-- START GIVEN DATA --
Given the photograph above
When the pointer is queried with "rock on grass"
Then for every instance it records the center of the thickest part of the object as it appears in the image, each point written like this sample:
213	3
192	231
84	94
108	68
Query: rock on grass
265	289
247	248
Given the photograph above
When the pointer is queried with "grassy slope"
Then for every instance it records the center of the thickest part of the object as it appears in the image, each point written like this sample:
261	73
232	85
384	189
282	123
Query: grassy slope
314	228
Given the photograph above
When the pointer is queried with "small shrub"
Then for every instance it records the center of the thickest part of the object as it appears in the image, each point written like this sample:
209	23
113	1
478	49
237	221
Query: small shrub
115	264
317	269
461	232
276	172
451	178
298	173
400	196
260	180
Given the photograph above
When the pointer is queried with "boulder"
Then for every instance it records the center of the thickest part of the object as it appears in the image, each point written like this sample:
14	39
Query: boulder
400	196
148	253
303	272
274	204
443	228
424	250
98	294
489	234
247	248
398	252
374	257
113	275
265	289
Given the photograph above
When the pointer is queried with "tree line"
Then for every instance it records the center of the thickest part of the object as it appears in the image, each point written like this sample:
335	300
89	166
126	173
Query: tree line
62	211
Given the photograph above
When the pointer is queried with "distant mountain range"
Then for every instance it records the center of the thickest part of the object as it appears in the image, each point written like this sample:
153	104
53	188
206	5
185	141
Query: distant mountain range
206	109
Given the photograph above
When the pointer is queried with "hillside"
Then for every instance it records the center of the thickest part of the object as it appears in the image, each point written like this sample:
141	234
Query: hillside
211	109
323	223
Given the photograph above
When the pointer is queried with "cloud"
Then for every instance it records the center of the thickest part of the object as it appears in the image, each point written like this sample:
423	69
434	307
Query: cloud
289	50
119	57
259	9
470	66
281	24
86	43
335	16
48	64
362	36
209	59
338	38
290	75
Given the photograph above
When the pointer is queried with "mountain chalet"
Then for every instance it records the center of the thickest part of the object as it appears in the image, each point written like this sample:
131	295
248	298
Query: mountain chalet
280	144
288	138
-- END GIVEN DATA --
> _SET TASK_: List every line in the records above that contains the string "Query". Letter case counts.

> _RESPONSE TO THIS EXERCISE_:
Query: rock on grass
Query: grassy slope
Query: small shrub
Query: boulder
Query: tree line
Query: distant mountain range
Query: hillside
Query: cloud
Query: mountain chalet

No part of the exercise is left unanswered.